◆ RECORD LIST:
▼

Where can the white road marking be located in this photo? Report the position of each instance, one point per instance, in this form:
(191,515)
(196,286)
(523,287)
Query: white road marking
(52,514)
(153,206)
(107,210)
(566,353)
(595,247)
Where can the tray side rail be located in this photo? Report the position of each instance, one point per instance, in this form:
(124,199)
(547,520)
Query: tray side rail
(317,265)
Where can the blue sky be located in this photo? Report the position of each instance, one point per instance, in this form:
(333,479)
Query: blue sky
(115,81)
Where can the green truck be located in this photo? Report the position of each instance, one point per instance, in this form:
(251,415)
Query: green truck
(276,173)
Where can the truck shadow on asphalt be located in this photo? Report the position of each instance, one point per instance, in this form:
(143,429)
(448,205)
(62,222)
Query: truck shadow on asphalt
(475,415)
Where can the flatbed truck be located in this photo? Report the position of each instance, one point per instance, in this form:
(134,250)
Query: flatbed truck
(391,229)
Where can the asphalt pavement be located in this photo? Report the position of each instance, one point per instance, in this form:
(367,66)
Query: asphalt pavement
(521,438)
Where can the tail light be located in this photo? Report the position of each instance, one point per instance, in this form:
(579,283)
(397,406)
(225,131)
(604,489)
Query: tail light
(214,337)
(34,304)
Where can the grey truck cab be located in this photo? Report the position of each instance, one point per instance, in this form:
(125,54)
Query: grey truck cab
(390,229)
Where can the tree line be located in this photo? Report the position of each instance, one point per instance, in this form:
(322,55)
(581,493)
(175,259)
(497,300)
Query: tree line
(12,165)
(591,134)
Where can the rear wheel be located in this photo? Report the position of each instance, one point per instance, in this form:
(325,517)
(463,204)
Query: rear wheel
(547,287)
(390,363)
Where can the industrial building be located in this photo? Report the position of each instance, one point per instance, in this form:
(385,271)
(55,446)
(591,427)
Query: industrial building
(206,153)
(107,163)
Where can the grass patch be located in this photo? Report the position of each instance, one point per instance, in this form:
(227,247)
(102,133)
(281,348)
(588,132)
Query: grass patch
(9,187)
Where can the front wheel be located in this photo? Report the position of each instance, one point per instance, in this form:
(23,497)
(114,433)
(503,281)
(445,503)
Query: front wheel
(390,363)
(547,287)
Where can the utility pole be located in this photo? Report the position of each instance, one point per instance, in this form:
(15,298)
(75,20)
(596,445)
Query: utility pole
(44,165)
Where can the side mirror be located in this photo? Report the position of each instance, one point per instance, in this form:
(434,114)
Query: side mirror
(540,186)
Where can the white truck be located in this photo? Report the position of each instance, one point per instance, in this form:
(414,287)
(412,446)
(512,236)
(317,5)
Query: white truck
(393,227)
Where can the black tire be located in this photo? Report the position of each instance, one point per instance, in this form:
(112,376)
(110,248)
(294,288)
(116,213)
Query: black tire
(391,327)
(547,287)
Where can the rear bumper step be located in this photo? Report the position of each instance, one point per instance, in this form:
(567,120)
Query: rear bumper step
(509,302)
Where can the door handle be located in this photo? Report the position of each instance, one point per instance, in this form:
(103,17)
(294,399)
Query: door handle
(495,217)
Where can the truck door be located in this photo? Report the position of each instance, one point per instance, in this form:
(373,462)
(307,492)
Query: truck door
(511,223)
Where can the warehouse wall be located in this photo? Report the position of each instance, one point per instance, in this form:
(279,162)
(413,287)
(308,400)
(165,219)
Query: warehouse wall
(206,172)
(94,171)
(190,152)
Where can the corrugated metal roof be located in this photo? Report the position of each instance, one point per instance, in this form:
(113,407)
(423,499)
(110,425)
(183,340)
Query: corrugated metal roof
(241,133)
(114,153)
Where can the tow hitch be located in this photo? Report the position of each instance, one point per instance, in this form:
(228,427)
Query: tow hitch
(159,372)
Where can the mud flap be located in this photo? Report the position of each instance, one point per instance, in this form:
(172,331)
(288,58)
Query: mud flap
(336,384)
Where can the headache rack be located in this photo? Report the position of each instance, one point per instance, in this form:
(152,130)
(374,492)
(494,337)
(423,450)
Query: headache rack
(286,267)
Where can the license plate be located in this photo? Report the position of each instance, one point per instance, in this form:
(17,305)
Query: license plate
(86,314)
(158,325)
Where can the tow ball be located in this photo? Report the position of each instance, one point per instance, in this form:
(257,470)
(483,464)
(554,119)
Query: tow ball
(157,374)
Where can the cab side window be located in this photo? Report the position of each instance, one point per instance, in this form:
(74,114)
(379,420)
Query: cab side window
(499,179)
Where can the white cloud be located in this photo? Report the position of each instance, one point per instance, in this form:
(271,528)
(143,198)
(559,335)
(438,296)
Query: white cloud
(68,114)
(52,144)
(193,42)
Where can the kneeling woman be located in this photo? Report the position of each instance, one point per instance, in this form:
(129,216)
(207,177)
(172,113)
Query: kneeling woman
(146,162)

▲

Return every item above verbatim, keeping each line as it stands.

Where can the white road marking be located in this photo? Report the position of each instance, one point per instance, in this form:
(191,515)
(196,286)
(523,287)
Query: white road marking
(52,514)
(153,206)
(107,210)
(566,353)
(595,247)
Where can the tray side rail be located in this photo? Report the position of each instance, one point per instance, in this form:
(124,199)
(547,520)
Query: tray side rail
(317,265)
Where can the blue sky be located in this photo? Report the position of each instance, one point per instance, in this form:
(333,479)
Query: blue sky
(115,81)
Where can the green truck be located in this photo? Report the position of each instance, one point per instance, in this form:
(251,415)
Query: green truck
(276,173)
Where can the truck shadow on asphalt be located in this photo? Report the position of each instance, one point per instance, in this form:
(143,429)
(448,205)
(62,222)
Query: truck shadow on asphalt
(475,415)
Where can the flatbed truck be located in this photo? Report the position of each instance, one point per instance, in this form:
(134,250)
Query: flatbed truck
(391,229)
Where can the asphalt pavement be located in this photo? Report the position of each instance, one point per instance, in this form:
(367,66)
Query: asphalt pavement
(521,438)
Where can the tail light be located in this photo? Report the position of each instance, one point per instance, in this form:
(579,283)
(397,406)
(225,131)
(604,489)
Query: tail light
(214,337)
(34,304)
Where can the grey truck cab be located in this photo? Report the position of each instance, one point per instance, in this form:
(125,54)
Query: grey truck cab
(390,229)
Where can the tree line be located in this photo? Report the position of each instance, one point per instance, in this form:
(322,55)
(581,493)
(175,259)
(497,300)
Query: tree line
(12,165)
(591,134)
Where can the rear wheel be located in this photo? Report the position of each instance, one point per instance, in this form:
(325,517)
(463,204)
Query: rear wheel
(547,287)
(390,363)
Where can the industrial building be located in this photo? Report the position of each instance, one point per instance, in this form:
(385,271)
(55,446)
(591,427)
Query: industrial building
(206,153)
(107,163)
Where can the grass patch be located in this photo? Report the position of each instance, one point per instance, in this form:
(227,247)
(102,133)
(281,348)
(588,132)
Query: grass patch
(9,187)
Where can the front wheel be located in this photo? Report the position of each instance, one point per instance, in this form:
(23,497)
(114,433)
(503,281)
(445,503)
Query: front wheel
(390,363)
(547,287)
Where can the utility pole be located in this photo? Report the position of each instance, one point per instance, in this form:
(15,298)
(75,20)
(596,445)
Query: utility pole
(44,165)
Where can the side mirror be located in this photo? Report the position of each instance, one point per instance, in this form:
(434,114)
Query: side mirror
(540,186)
Where can the white truck be located in this photo? Report the position of each instance, one point per instance, in this form:
(414,287)
(412,446)
(512,236)
(317,5)
Query: white truck
(393,227)
Where can the black tire be located in this photo? Report the position of each instance, one point per instance, in this form:
(112,376)
(110,248)
(294,288)
(116,213)
Query: black tire
(391,327)
(547,287)
Where can the rear bumper step be located in this photo? Report the position of each instance, one point per instance, in this form:
(567,120)
Query: rear bumper step
(509,302)
Where can the door handle be located in this photo? Report the position of each instance, one point per instance, in this form:
(103,17)
(294,399)
Query: door handle
(495,217)
Where can the truck door be located in this photo? Report the position of each instance, one point per instance, in this form:
(373,462)
(307,492)
Query: truck door
(511,223)
Where can the warehouse wall be located in this photo? Report the position of each instance, one point per instance, in this form:
(279,162)
(413,287)
(308,400)
(165,219)
Query: warehouse wall
(206,172)
(94,171)
(190,152)
Where can the corrugated metal roof be located in this photo? Report the position of each instance, one point per instance, in this form:
(113,407)
(423,499)
(110,425)
(183,340)
Query: corrugated metal roof
(241,133)
(114,153)
Where can the tow hitch be located in this photo? Report the position of each instance, one point per instance, in this form:
(228,427)
Query: tow hitch
(159,372)
Where can the mud flap be located in this photo? Report the position of each instance, one point per instance, in this form:
(172,331)
(288,58)
Query: mud flap
(336,384)
Where can the headache rack be located in this photo? Report the position of each instance, one point per instance, in this form:
(152,130)
(374,492)
(494,337)
(423,450)
Query: headache rack
(286,267)
Where can the license plate be located in this photo? Report the position of each instance, one point per instance, in this form:
(17,305)
Query: license plate
(86,314)
(158,325)
Where can the tow ball be located in this photo? Report the position of each instance, one point per instance, in this form:
(257,470)
(483,464)
(554,119)
Query: tow ball
(157,374)
Where can the cab side window be located in this photo? Report the position of each instance, one point per instance, in this form:
(74,114)
(379,420)
Query: cab side window
(499,179)
Where can the white cloud be located in this photo? Report the position of each instance, one point per instance, in this form:
(271,528)
(143,198)
(559,335)
(438,296)
Query: white cloud
(68,114)
(52,144)
(193,42)
Where can the kneeling woman be located in this photo? Report the position of each instance, one point per instance, in this form:
(129,216)
(207,177)
(172,113)
Query: kneeling woman
(146,162)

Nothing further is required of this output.